### Job
Reproduce the whole text below about a book on film, word for word.

### Text segment
The Contents consists of:
Before the titles – a brief introduction
Moving Pictures
Trusting the Image
The Colour of Money
References and Further reading
Around the world in 80 films (I’ve seen four of them: La Dolce Vita from Italy, Wild Strawberries from Sweden, and Brief Encounter and The Third Man from the UK.

It took a while for Wood to get to what I wanted: some explanation of why film matters, what’s good about it, and why I should watch it. In ‘Moving Pictures’ there’s stuff about the invention of film, and yes, I did hunt out some of them on You Tube: Lumière’s La Sortie de l’usine Lumiere à Lyon (Leaving the Factory), and L’arroseur arose (The Waterer Watered) and then there’s stuff about film techniques and editing so I watched the *yawn* six-and-a-half minute introduction to Orson Welles’ Touch of Evil. I came across some new vocabulary: ‘montage’, ‘shot transition’, ‘shot-countershot’, and its opposite – ‘parallel editing’ a.k.a. ‘cross-cutting’. And there was this:
The moviegoer works less hard than the reader of books, in one sense, since so much is shown to her, pictured as complete. But she also works harder in another sense, since she has a whole surrounding world to create, and all the syntax is in her head rather than on the screen. (p.22)

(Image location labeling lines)

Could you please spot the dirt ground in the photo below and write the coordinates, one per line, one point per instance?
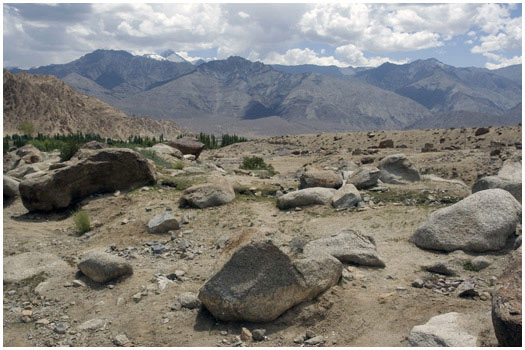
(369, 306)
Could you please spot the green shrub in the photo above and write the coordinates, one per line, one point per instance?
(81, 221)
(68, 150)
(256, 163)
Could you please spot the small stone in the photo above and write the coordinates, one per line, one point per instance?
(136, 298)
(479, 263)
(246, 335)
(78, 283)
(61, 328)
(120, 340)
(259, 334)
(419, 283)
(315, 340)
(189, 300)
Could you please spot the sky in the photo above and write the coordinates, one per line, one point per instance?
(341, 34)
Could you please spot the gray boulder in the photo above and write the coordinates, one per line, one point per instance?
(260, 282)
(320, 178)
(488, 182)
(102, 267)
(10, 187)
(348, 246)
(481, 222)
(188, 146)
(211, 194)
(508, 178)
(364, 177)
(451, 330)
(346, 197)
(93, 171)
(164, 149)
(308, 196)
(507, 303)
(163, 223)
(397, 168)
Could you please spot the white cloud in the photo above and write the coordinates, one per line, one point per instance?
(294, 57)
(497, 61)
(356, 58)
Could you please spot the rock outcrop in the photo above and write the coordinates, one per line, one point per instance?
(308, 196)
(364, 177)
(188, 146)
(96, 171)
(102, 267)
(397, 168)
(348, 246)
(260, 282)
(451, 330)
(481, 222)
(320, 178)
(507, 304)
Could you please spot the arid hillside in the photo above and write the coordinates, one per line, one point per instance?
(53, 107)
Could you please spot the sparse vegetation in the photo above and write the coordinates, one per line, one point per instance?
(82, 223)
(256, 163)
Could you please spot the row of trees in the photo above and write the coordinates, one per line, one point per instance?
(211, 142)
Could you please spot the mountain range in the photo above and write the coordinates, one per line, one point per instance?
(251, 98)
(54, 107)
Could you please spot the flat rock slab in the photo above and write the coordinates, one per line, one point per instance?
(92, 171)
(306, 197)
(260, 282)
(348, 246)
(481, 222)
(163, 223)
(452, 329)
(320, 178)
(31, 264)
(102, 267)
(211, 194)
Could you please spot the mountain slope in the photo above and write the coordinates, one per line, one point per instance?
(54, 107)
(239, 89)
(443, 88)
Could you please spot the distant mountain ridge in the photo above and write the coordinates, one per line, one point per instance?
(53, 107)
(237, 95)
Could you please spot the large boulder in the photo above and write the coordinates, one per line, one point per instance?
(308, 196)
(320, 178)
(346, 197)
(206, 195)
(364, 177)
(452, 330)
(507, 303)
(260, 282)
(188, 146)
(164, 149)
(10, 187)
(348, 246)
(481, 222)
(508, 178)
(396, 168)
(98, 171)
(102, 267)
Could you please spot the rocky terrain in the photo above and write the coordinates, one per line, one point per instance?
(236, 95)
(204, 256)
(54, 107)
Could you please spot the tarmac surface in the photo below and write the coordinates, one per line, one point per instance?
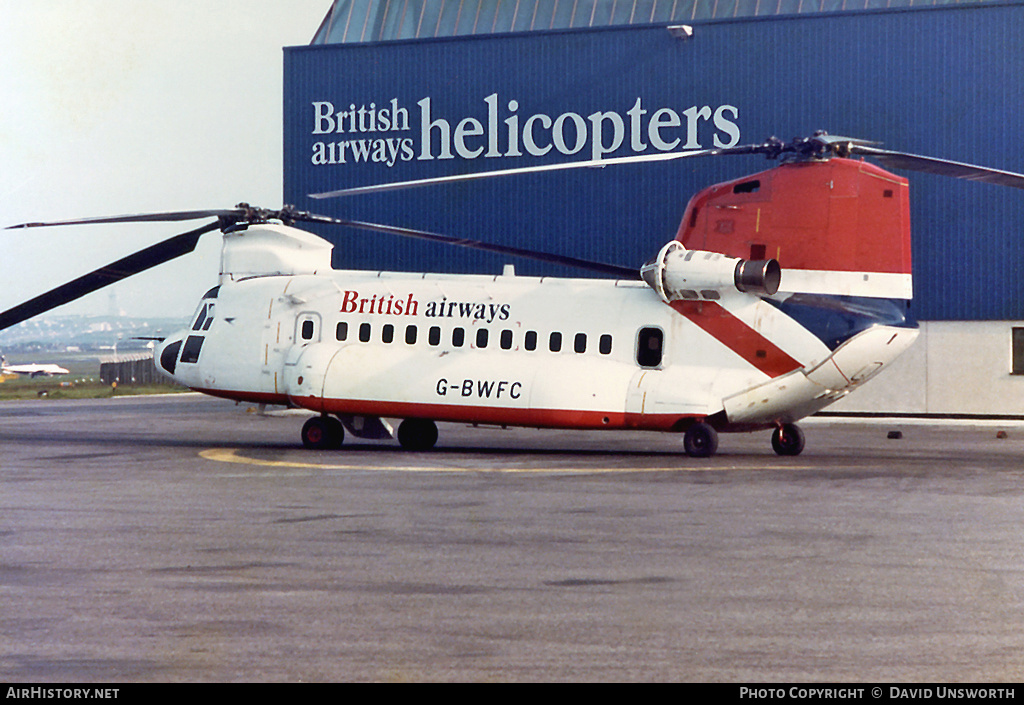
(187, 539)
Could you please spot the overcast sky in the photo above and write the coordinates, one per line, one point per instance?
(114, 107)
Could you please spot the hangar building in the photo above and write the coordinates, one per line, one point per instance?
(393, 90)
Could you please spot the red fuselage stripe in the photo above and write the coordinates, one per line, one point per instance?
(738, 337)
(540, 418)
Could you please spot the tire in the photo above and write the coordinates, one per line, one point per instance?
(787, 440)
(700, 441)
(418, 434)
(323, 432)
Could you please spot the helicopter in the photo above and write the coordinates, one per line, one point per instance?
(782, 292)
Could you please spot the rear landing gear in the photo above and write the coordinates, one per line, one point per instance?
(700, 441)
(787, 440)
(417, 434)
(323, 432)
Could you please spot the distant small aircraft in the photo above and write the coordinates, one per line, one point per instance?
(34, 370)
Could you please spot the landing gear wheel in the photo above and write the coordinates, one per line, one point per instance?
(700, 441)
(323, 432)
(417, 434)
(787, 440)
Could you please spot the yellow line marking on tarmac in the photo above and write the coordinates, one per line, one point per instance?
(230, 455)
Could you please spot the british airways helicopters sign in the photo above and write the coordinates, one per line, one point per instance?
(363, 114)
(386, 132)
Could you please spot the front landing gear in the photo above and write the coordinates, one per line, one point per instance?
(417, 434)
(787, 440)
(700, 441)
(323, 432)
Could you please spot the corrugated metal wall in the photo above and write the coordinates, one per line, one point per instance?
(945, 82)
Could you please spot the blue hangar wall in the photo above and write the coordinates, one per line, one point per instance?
---
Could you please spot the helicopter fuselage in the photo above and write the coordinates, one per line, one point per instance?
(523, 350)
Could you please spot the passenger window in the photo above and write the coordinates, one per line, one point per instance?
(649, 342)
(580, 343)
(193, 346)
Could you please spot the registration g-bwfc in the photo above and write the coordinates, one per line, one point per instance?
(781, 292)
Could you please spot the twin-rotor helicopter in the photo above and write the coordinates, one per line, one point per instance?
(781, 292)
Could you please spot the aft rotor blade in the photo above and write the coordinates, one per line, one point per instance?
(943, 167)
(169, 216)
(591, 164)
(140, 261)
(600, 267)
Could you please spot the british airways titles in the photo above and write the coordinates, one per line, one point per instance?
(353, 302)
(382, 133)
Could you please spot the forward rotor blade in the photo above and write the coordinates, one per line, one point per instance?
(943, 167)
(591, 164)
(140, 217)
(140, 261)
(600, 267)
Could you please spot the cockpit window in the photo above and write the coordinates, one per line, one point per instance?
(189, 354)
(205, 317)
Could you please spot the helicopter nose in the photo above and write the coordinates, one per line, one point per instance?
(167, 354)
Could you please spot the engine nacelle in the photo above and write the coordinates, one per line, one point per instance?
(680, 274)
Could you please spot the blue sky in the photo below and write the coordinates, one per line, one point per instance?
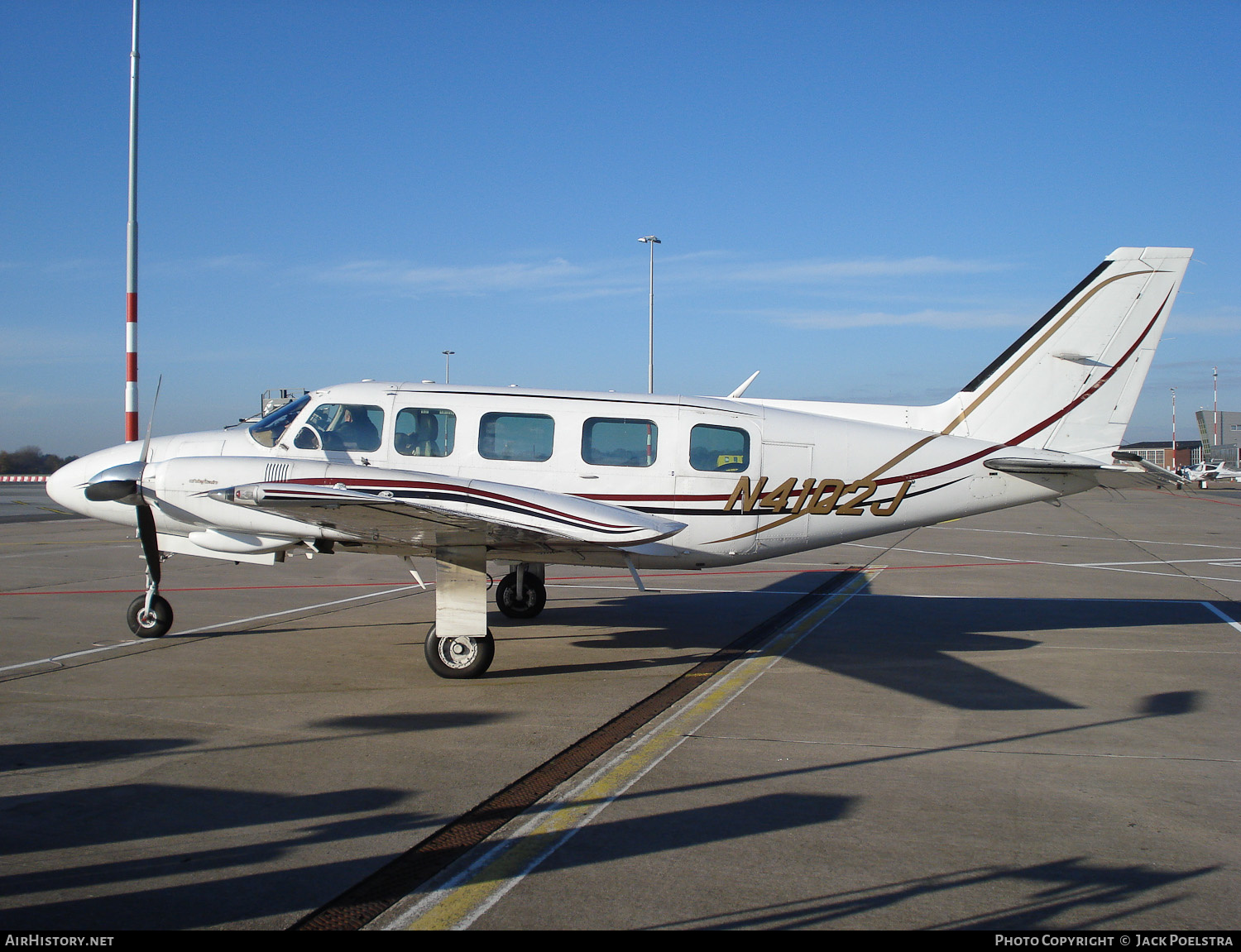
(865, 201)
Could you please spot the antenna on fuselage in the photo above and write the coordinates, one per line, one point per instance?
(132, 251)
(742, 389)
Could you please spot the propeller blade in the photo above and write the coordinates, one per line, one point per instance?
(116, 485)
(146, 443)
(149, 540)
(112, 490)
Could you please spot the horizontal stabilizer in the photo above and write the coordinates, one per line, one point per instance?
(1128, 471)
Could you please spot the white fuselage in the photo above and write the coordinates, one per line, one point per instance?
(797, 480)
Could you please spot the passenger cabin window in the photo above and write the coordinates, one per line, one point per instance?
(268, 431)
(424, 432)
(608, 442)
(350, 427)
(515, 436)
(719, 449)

### Result of the exercise
The Contents consists of:
Before the titles – a brief introduction
Moving Pictures
Trusting the Image
The Colour of Money
References and Further reading
Around the world in 80 films (I’ve seen four of them: La Dolce Vita from Italy, Wild Strawberries from Sweden, and Brief Encounter and The Third Man from the UK.

It took a while for Wood to get to what I wanted: some explanation of why film matters, what’s good about it, and why I should watch it. In ‘Moving Pictures’ there’s stuff about the invention of film, and yes, I did hunt out some of them on You Tube: Lumière’s La Sortie de l’usine Lumiere à Lyon (Leaving the Factory), and L’arroseur arose (The Waterer Watered) and then there’s stuff about film techniques and editing so I watched the *yawn* six-and-a-half minute introduction to Orson Welles’ Touch of Evil. I came across some new vocabulary: ‘montage’, ‘shot transition’, ‘shot-countershot’, and its opposite – ‘parallel editing’ a.k.a. ‘cross-cutting’. And there was this:
The moviegoer works less hard than the reader of books, in one sense, since so much is shown to her, pictured as complete. But she also works harder in another sense, since she has a whole surrounding world to create, and all the syntax is in her head rather than on the screen. (p.22)